● **SET PROBLEM**
Extract every line of the items that contains the string "wall", matching case exactly.

++++ RECORDS FOR THIS EXERCISE ++++

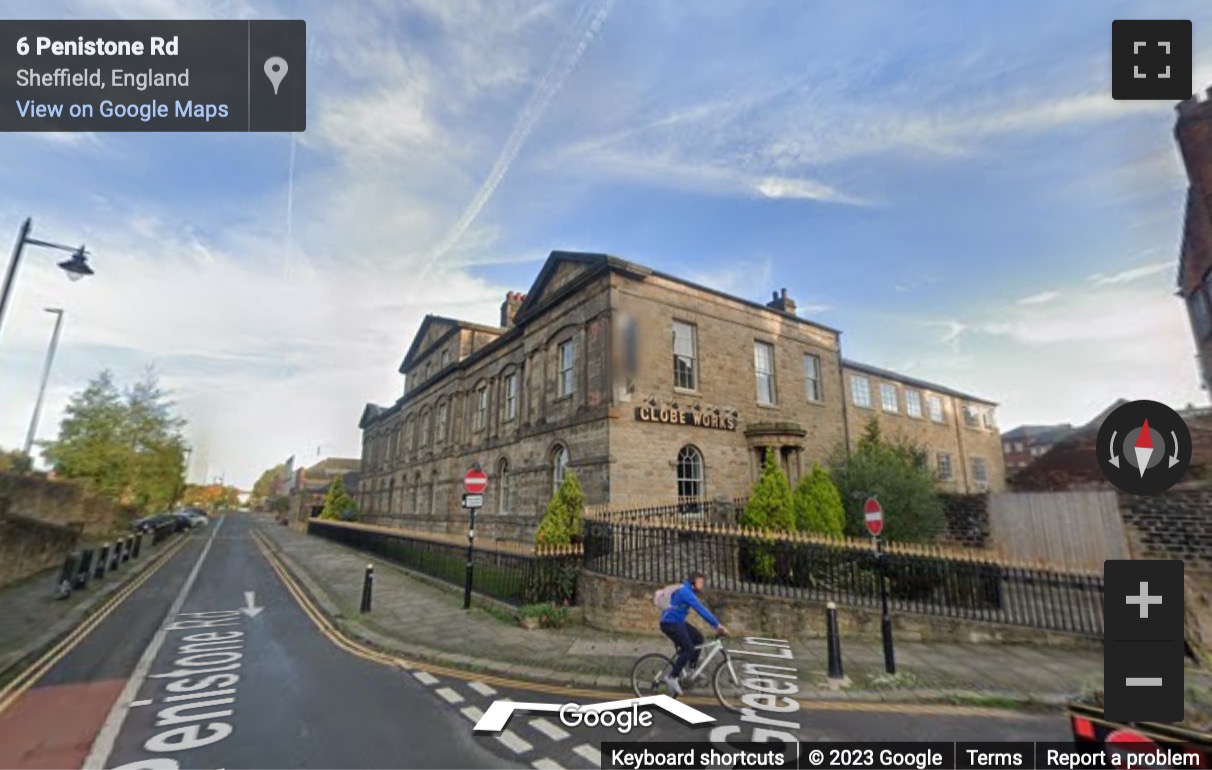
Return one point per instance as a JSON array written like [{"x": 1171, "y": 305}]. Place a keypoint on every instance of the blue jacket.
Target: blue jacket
[{"x": 681, "y": 603}]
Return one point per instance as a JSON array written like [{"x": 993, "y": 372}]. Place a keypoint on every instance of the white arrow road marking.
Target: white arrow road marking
[
  {"x": 499, "y": 712},
  {"x": 250, "y": 604}
]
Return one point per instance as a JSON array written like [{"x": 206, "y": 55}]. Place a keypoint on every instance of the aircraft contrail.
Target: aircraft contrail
[{"x": 562, "y": 64}]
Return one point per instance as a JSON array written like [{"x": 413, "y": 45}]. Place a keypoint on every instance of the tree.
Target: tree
[
  {"x": 125, "y": 445},
  {"x": 896, "y": 473},
  {"x": 562, "y": 522},
  {"x": 338, "y": 506},
  {"x": 817, "y": 505},
  {"x": 770, "y": 502}
]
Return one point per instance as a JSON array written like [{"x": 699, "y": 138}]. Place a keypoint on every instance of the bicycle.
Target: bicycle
[{"x": 650, "y": 671}]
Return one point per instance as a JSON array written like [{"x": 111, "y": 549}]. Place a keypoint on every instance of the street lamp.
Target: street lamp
[
  {"x": 76, "y": 267},
  {"x": 46, "y": 375}
]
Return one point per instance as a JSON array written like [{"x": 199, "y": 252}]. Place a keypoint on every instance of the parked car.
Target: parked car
[{"x": 149, "y": 523}]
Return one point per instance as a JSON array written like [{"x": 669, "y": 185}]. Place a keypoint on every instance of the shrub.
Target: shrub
[
  {"x": 817, "y": 505},
  {"x": 562, "y": 522},
  {"x": 897, "y": 473}
]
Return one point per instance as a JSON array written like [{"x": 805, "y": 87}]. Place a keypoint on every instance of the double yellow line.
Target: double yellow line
[
  {"x": 338, "y": 638},
  {"x": 35, "y": 671}
]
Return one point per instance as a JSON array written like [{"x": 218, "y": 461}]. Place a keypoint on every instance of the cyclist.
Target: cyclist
[{"x": 685, "y": 637}]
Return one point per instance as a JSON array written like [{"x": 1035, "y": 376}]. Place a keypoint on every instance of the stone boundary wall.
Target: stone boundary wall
[
  {"x": 28, "y": 546},
  {"x": 618, "y": 604}
]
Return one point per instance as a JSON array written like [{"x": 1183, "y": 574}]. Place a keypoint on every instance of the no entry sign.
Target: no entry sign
[
  {"x": 874, "y": 517},
  {"x": 475, "y": 480}
]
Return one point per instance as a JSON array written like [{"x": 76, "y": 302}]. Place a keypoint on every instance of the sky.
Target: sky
[{"x": 948, "y": 183}]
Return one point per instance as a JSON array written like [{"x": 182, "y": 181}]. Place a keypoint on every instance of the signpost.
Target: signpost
[
  {"x": 873, "y": 515},
  {"x": 475, "y": 482}
]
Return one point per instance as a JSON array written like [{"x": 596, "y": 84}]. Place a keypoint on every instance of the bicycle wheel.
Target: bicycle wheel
[
  {"x": 649, "y": 674},
  {"x": 726, "y": 682}
]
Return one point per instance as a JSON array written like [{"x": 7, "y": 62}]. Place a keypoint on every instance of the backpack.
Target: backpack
[{"x": 664, "y": 597}]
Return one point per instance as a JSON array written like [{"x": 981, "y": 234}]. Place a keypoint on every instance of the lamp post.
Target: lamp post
[
  {"x": 46, "y": 375},
  {"x": 76, "y": 267}
]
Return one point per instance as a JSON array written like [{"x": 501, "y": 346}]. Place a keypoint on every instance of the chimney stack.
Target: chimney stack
[
  {"x": 782, "y": 303},
  {"x": 509, "y": 308}
]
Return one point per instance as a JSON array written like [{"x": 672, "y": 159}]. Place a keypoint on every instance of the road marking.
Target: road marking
[
  {"x": 590, "y": 753},
  {"x": 424, "y": 677},
  {"x": 515, "y": 743},
  {"x": 23, "y": 680},
  {"x": 549, "y": 729},
  {"x": 482, "y": 689},
  {"x": 108, "y": 735},
  {"x": 472, "y": 713}
]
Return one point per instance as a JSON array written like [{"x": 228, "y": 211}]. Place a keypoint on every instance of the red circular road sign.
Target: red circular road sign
[
  {"x": 475, "y": 482},
  {"x": 874, "y": 517}
]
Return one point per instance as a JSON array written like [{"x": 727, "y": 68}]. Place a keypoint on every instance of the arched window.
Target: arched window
[
  {"x": 433, "y": 494},
  {"x": 559, "y": 466},
  {"x": 690, "y": 474},
  {"x": 503, "y": 486}
]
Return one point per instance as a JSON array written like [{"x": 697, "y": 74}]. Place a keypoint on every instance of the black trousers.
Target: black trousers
[{"x": 685, "y": 637}]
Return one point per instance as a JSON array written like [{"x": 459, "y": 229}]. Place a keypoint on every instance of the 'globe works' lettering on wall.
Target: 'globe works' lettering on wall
[{"x": 689, "y": 417}]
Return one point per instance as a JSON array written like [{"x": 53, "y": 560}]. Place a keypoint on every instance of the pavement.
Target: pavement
[
  {"x": 418, "y": 619},
  {"x": 218, "y": 657}
]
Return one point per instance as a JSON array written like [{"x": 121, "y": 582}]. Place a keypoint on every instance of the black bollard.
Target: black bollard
[
  {"x": 63, "y": 587},
  {"x": 85, "y": 571},
  {"x": 367, "y": 587},
  {"x": 834, "y": 643},
  {"x": 102, "y": 562}
]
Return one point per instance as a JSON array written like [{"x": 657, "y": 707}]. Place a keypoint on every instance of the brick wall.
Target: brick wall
[
  {"x": 967, "y": 520},
  {"x": 28, "y": 546},
  {"x": 617, "y": 604},
  {"x": 61, "y": 502}
]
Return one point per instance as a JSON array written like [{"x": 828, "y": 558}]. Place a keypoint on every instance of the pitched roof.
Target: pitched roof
[{"x": 886, "y": 374}]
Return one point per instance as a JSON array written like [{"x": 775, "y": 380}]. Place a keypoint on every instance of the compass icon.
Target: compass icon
[{"x": 1144, "y": 448}]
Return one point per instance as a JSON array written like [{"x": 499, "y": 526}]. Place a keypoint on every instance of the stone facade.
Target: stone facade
[
  {"x": 959, "y": 432},
  {"x": 1193, "y": 131},
  {"x": 649, "y": 387}
]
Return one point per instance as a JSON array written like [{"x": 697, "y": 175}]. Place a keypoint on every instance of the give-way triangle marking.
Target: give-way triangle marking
[
  {"x": 250, "y": 604},
  {"x": 497, "y": 717}
]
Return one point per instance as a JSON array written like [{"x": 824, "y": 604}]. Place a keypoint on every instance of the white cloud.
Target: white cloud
[{"x": 1040, "y": 298}]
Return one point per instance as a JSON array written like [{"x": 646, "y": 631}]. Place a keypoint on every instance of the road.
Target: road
[{"x": 215, "y": 661}]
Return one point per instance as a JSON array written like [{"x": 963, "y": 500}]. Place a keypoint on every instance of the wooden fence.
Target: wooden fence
[{"x": 1074, "y": 530}]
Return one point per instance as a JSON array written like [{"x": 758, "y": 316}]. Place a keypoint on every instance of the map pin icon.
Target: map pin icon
[{"x": 275, "y": 69}]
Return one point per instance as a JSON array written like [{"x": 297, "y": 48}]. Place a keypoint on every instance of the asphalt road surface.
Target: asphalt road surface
[{"x": 213, "y": 662}]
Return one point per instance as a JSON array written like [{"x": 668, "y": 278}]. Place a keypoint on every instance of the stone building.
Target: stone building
[
  {"x": 650, "y": 388},
  {"x": 1193, "y": 131}
]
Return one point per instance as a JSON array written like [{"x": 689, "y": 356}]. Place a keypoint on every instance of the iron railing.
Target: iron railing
[
  {"x": 518, "y": 576},
  {"x": 927, "y": 580}
]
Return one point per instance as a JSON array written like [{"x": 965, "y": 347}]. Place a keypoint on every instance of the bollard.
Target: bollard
[
  {"x": 85, "y": 571},
  {"x": 102, "y": 562},
  {"x": 367, "y": 587},
  {"x": 63, "y": 587},
  {"x": 834, "y": 642}
]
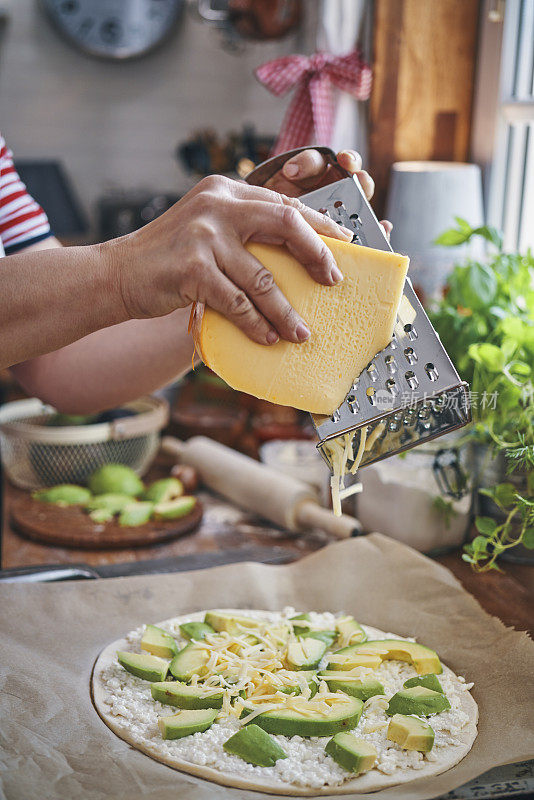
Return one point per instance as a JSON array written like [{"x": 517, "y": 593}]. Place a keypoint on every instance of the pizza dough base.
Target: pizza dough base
[{"x": 372, "y": 781}]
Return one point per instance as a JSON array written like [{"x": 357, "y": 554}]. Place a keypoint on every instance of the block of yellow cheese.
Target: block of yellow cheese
[{"x": 349, "y": 324}]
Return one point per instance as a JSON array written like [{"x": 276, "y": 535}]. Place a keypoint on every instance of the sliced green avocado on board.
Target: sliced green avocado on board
[
  {"x": 187, "y": 722},
  {"x": 175, "y": 509},
  {"x": 347, "y": 627},
  {"x": 174, "y": 693},
  {"x": 423, "y": 658},
  {"x": 158, "y": 642},
  {"x": 417, "y": 700},
  {"x": 428, "y": 681},
  {"x": 352, "y": 753},
  {"x": 195, "y": 630},
  {"x": 288, "y": 722},
  {"x": 411, "y": 733},
  {"x": 149, "y": 668},
  {"x": 191, "y": 660},
  {"x": 363, "y": 688},
  {"x": 305, "y": 653},
  {"x": 231, "y": 623},
  {"x": 254, "y": 746}
]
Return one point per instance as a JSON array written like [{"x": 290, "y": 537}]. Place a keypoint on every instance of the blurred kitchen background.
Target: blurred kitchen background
[{"x": 115, "y": 108}]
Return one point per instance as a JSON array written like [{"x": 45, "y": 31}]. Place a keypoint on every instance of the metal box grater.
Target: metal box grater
[{"x": 410, "y": 392}]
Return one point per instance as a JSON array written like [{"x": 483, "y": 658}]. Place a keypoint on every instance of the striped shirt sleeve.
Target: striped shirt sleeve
[{"x": 22, "y": 221}]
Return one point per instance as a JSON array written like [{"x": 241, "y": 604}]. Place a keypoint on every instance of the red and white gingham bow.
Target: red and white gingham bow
[{"x": 312, "y": 107}]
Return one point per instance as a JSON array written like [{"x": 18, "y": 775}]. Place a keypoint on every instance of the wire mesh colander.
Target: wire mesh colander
[{"x": 36, "y": 455}]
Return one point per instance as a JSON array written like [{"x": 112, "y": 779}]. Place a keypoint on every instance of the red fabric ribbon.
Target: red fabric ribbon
[{"x": 312, "y": 108}]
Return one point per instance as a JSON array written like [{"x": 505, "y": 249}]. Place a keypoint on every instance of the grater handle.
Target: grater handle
[{"x": 264, "y": 171}]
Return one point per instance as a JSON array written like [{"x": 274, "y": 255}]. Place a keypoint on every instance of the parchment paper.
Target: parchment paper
[{"x": 55, "y": 747}]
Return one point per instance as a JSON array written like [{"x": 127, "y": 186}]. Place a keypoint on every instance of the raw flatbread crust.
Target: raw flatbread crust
[{"x": 368, "y": 782}]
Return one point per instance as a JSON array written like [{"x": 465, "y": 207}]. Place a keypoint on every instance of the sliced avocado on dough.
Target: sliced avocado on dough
[
  {"x": 149, "y": 668},
  {"x": 423, "y": 658},
  {"x": 164, "y": 490},
  {"x": 66, "y": 494},
  {"x": 135, "y": 514},
  {"x": 158, "y": 642},
  {"x": 175, "y": 509},
  {"x": 195, "y": 630},
  {"x": 417, "y": 700},
  {"x": 288, "y": 722},
  {"x": 350, "y": 631},
  {"x": 299, "y": 623},
  {"x": 187, "y": 722},
  {"x": 363, "y": 688},
  {"x": 191, "y": 660},
  {"x": 254, "y": 746},
  {"x": 305, "y": 653},
  {"x": 109, "y": 502},
  {"x": 429, "y": 681},
  {"x": 115, "y": 479},
  {"x": 352, "y": 753},
  {"x": 174, "y": 693},
  {"x": 231, "y": 623},
  {"x": 411, "y": 733}
]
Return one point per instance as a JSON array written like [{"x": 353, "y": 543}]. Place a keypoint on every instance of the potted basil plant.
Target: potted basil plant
[{"x": 486, "y": 322}]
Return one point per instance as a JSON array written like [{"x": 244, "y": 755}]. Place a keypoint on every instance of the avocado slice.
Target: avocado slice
[
  {"x": 429, "y": 681},
  {"x": 423, "y": 658},
  {"x": 187, "y": 722},
  {"x": 363, "y": 688},
  {"x": 288, "y": 722},
  {"x": 158, "y": 642},
  {"x": 195, "y": 630},
  {"x": 110, "y": 502},
  {"x": 411, "y": 733},
  {"x": 191, "y": 660},
  {"x": 299, "y": 623},
  {"x": 255, "y": 746},
  {"x": 230, "y": 623},
  {"x": 307, "y": 675},
  {"x": 66, "y": 494},
  {"x": 137, "y": 513},
  {"x": 115, "y": 479},
  {"x": 305, "y": 653},
  {"x": 352, "y": 753},
  {"x": 174, "y": 693},
  {"x": 417, "y": 700},
  {"x": 347, "y": 659},
  {"x": 164, "y": 490},
  {"x": 348, "y": 629},
  {"x": 149, "y": 668},
  {"x": 175, "y": 509}
]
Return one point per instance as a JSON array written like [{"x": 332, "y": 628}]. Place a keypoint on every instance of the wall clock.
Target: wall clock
[{"x": 114, "y": 29}]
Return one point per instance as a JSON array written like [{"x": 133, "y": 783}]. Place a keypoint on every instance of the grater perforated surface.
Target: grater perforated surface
[{"x": 410, "y": 391}]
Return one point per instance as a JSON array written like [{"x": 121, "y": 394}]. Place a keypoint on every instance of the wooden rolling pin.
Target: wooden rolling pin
[{"x": 274, "y": 495}]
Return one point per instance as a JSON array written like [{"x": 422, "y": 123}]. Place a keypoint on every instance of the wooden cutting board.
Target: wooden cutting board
[{"x": 72, "y": 527}]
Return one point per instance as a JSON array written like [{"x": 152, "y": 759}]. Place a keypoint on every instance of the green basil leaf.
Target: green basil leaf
[
  {"x": 485, "y": 525},
  {"x": 452, "y": 238},
  {"x": 505, "y": 494}
]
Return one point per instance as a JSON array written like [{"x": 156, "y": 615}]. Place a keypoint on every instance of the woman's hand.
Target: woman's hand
[
  {"x": 195, "y": 252},
  {"x": 309, "y": 170}
]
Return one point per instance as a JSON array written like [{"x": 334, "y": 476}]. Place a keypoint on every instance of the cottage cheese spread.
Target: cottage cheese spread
[{"x": 127, "y": 703}]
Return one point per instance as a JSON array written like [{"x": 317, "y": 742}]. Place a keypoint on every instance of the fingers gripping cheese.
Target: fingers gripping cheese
[{"x": 349, "y": 324}]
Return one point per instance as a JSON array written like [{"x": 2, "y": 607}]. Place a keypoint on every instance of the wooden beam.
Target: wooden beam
[{"x": 424, "y": 67}]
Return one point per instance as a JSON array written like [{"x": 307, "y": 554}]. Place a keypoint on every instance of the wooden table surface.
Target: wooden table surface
[{"x": 508, "y": 595}]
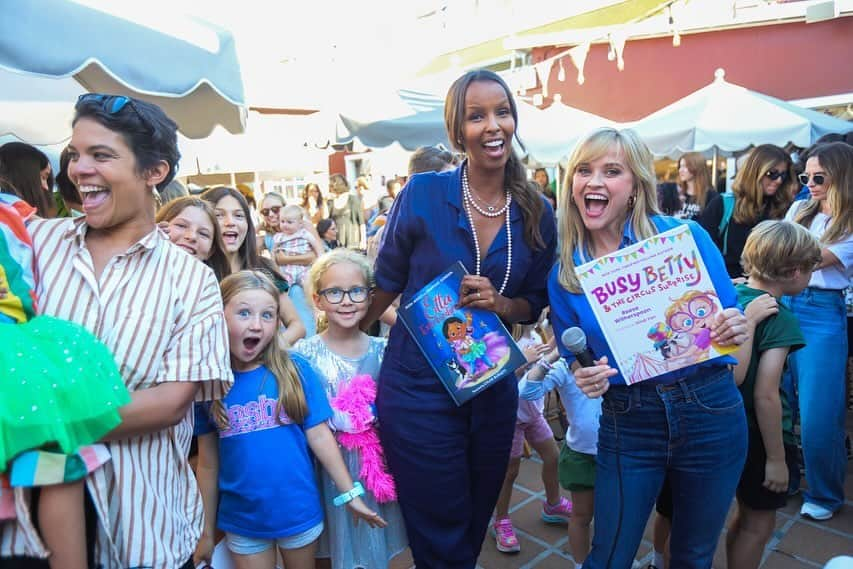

++++

● **CORRECT RESPONSE**
Return one point per instance as a JSON array written like [{"x": 1035, "y": 376}]. Place a keypoint on every instance of the stone boundary wall.
Target: stone boundary wall
Return one point per instance as a JSON array written like [{"x": 459, "y": 229}]. Place a keypoint on every instance of the 'globe works' lettering on wall.
Target: 'globe works' lettering on wall
Return one point per instance as a JSON array written like [{"x": 657, "y": 707}]. Place a keypoint on every instance of the brick wall.
Target: brick wall
Return one point per instance as a JSON array written like [{"x": 332, "y": 628}]. Place a keypoint on every instance of the wall clock.
Target: wall clock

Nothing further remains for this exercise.